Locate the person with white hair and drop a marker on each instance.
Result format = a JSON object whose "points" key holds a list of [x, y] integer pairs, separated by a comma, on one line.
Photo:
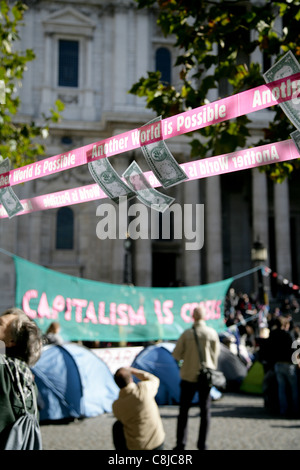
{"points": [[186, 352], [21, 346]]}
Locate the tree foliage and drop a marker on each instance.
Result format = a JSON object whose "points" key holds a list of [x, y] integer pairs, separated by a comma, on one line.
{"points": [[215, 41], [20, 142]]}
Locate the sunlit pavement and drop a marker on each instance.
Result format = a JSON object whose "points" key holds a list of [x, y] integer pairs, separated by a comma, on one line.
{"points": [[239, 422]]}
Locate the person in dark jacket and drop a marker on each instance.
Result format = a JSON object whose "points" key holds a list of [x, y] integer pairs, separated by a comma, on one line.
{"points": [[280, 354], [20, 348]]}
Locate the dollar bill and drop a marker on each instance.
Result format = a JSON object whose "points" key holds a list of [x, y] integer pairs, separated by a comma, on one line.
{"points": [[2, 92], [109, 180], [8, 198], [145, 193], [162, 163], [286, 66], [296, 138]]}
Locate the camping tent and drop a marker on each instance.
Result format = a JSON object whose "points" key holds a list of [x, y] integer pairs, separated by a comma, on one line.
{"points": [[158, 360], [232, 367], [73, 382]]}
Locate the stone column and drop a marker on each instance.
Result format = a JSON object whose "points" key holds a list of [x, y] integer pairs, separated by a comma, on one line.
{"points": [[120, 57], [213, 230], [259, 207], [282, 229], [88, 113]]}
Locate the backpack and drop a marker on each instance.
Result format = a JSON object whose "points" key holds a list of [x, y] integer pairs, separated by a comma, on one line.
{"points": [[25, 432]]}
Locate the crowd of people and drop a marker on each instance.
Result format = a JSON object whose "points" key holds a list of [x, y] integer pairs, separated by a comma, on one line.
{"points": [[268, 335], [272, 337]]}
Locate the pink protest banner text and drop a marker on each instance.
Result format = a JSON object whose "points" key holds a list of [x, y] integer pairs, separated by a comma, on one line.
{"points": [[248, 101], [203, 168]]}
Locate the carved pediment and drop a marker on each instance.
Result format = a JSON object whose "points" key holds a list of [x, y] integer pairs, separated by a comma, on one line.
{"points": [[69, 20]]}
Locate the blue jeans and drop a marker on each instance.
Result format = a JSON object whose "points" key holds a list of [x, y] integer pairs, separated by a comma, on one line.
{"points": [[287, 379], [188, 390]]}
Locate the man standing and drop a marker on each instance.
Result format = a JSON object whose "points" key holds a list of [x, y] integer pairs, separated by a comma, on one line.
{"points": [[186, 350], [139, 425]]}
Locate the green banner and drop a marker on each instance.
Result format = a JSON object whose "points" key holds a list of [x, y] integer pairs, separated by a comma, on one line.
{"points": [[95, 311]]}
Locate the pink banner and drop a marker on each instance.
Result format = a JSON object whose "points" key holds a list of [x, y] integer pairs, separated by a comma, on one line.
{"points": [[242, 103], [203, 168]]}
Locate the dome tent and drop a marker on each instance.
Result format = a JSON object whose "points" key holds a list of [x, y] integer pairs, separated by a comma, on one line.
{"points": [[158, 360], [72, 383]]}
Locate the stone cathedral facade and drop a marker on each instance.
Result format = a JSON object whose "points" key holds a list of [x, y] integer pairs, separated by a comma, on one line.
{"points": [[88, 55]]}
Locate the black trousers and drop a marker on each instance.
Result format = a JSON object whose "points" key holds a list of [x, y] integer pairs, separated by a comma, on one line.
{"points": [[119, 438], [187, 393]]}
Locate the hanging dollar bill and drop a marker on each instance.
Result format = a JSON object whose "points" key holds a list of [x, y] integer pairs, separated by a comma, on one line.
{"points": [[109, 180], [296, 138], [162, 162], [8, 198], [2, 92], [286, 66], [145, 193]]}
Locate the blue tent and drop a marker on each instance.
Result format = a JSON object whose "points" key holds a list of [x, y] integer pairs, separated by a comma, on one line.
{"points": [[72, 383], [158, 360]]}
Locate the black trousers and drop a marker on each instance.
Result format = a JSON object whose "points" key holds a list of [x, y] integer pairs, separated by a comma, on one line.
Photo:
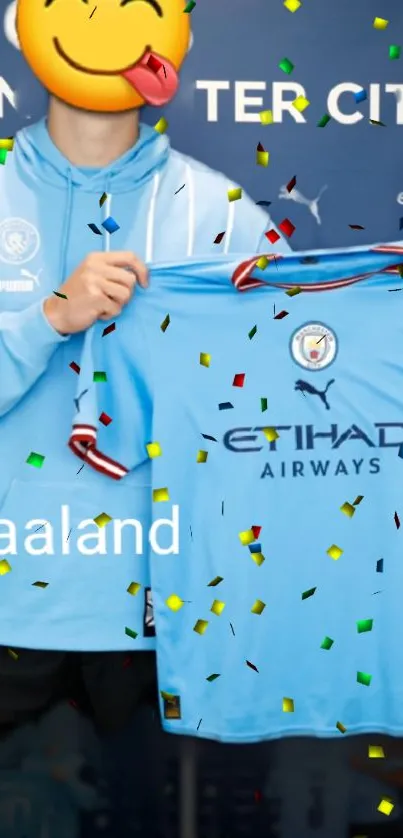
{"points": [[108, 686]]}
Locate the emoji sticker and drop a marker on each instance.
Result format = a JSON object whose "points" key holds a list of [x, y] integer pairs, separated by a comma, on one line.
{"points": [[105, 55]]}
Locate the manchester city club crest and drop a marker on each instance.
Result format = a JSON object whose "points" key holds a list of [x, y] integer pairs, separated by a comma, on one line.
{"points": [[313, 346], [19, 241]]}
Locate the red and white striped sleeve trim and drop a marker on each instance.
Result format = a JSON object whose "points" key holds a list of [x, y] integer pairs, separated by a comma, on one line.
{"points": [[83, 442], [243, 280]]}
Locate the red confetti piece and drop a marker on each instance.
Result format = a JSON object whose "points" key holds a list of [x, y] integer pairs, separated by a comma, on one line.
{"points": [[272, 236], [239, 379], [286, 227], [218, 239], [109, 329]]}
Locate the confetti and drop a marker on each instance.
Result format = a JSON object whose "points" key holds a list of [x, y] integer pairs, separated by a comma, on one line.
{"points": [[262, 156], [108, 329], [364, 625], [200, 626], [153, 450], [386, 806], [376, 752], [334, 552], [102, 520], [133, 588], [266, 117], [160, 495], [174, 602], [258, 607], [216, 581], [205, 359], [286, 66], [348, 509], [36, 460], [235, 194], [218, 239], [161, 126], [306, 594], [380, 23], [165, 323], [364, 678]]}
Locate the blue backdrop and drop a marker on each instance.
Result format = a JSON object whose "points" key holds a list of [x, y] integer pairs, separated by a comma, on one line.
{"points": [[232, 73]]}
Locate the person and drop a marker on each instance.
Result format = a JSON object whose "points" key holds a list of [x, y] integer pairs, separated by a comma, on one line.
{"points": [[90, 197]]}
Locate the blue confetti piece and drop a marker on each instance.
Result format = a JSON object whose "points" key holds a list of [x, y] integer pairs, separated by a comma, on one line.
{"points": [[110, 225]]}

________________________

__Problem to work on__: Copy all of the data above word for word, leaving the pictures out.

__Answer to this exercise__:
Locate the person with white hair and drop a marker on each instance.
Result format = a JSON object whose "points" key holds a list of [x, y] integer pairs, separated by a comma, on one line.
Photo:
{"points": [[186, 352], [21, 346]]}
Locate the tree foliage and drop a marker on each instance.
Result format = a JSON object whose "points" key holds a list of [x, y] integer pairs, separated by a comma, on one line.
{"points": [[215, 41], [20, 142]]}
Locate the sunlit pavement and drop a marker on each instance.
Result format = a JSON object whose "points" key holds a list of [x, y] integer pairs, separated by a comma, on one line.
{"points": [[239, 422]]}
Locate the person in dark jacket and drop a marker on each instance.
Result format = a JSON object whose "points" key holds a list of [x, y] integer pairs, separated by a comma, on one line.
{"points": [[280, 354], [20, 348]]}
Locate the dollar bill and drop a marker on each instance.
Result format = a JSON object whose "points" key holds a list of [x, y] integer pairs, separated by a comma, on one line.
{"points": [[2, 92], [109, 180], [8, 198], [145, 193], [162, 163], [286, 66], [296, 138]]}
Locate the camping tent and drop a marker on each instance.
Result format = a JSON object whose "points" key holds a list of [x, y] integer pairs, separated by a comma, on one line.
{"points": [[158, 360], [232, 367], [73, 382]]}
Locate the stone column and drop a marker on each instance.
Result format = a JSON object whose "points" key holds a list of [x, y] integer pairs, separated by a comma, on one line.
{"points": [[120, 57], [213, 230], [259, 207], [282, 229], [88, 113]]}
Locate the backpack and drop a marker on each instance.
Result format = a JSON object whose "points" key holds a list of [x, y] integer pairs, separated by a comma, on one line.
{"points": [[25, 432]]}
Locate the crowd of people and drop a marker on each instance.
Result format = a JSON object whose "points" key holds a list of [x, y] integer pairs, separated by a comma, on one line.
{"points": [[268, 335], [272, 337]]}
Locate the pink protest banner text and drop a marker on each instance.
Result format = a JSON object whose "points" key holds a list of [x, y] integer pairs, separated by a comma, on one line.
{"points": [[248, 101], [203, 168]]}
Locate the carved pediment and drop a marker on each instance.
Result format = a JSON object whose "points" key holds a list of [x, y] integer pairs, separated by a comma, on one line.
{"points": [[69, 20]]}
Locate the blue jeans and drop a marker on each instance.
Result format = a JSON object whose "points" key holds a list of [x, y] integer pairs, separated by a comma, on one line.
{"points": [[287, 379], [188, 390]]}
Locate the man standing and drop a marker on each instance.
Result format = a JSON object whose "points" key holds a list of [x, y] integer pairs, separated by a comma, on one line.
{"points": [[186, 350], [139, 425]]}
Locate the green banner and drop a marker on each instance.
Result format = a JSON object whose "points" key holds a list of [x, y] integer pairs, separated by a comma, on one line.
{"points": [[95, 311]]}
Locate the pink banner and drop a marker on each instance.
Result format = a JSON object whose "points" key holds a list of [x, y] integer pairs, separated by a comma, on one line.
{"points": [[242, 103], [203, 168]]}
Locate the dome tent and drop a marker on each instance.
Result format = a JSON object whose "points" key holds a list of [x, y] integer pairs, separated by a comma, on one line.
{"points": [[158, 360], [72, 383]]}
Locate the stone cathedral facade and drop a marker on each instance.
Result format = a JSON object whose "points" key holds a list of [x, y] integer pairs, separated by a comma, on one line.
{"points": [[88, 55]]}
Locate the black trousers and drop a marker on each instance.
Result format = a JSON object whose "points" key holds a list of [x, y] integer pairs, separated by a comma, on one line.
{"points": [[119, 438], [187, 393]]}
Locate the hanging dollar bill and drop a marker on each instance.
Result format = a JSON object whose "points" key holds a list of [x, y] integer pairs, separated by a comma, on one line.
{"points": [[109, 180], [296, 138], [162, 162], [8, 198], [2, 92], [286, 66], [145, 193]]}
Locate the blue tent and drop a marker on each instance.
Result format = a JSON object whose "points" key holds a list of [x, y] integer pairs, separated by a comma, on one line.
{"points": [[72, 383], [158, 360]]}
Locate the black trousers and drop a marker on each instance.
Result format = a JSON object whose "points" key holds a list of [x, y] integer pairs, separated by a comma, on one line.
Photo:
{"points": [[108, 686]]}
Locate the emoji sticker and drop a marker on each instance.
Result format = a JSON object whose "points" key holds a list of [x, y] integer pairs, separated by a comma, on one line.
{"points": [[105, 55]]}
Locate the manchester city club crest and drop a marker on each instance.
Result format = a JSON object whose "points" key holds a list of [x, y] integer pairs, separated by a comma, on one line.
{"points": [[313, 346], [19, 241]]}
Locate the red and white striped sleeve trim and drop a marker on each instance.
Result format = a JSON object whose "points" key holds a list of [x, y] integer pairs, separated by a comma, on one line.
{"points": [[83, 442], [243, 280]]}
Locate the red confetti piece and drop a marker on each instance.
Result format = a JSON object whose "points" key holds a list of [x, y] integer pairs, separated by a comma, on one line.
{"points": [[272, 236], [239, 379], [286, 227], [218, 239], [109, 329]]}
Locate the confetti and drop a marker on each instance.
Result format = a JSON object whose "points" key holds a list of [x, y] integer pairs, separated by a comma, on one line.
{"points": [[262, 156], [108, 329], [364, 625], [200, 626], [153, 450], [386, 806], [376, 752], [334, 552], [102, 520], [133, 588], [266, 117], [160, 495], [174, 602], [258, 607], [216, 581], [205, 359], [286, 66], [348, 509], [36, 460], [235, 194], [218, 239], [161, 126], [306, 594], [380, 23], [165, 323], [364, 678]]}
Locate the blue backdrop and drop a marker on each instance.
Result format = a JSON object whose "points" key holds a list of [x, y] integer pairs, separated by a comma, on one line.
{"points": [[232, 73]]}
Locate the person and drop a marker on each instance.
Result format = a JSON object whose "points" key holds a list of [x, y] integer pairs, separated by a comma, on one line.
{"points": [[90, 197]]}
Locate the blue confetti piece and drop a marker on each instance.
Result format = a JSON object whose "points" key holds a list of [x, y] integer pairs, separated by a comma, on one line.
{"points": [[110, 225]]}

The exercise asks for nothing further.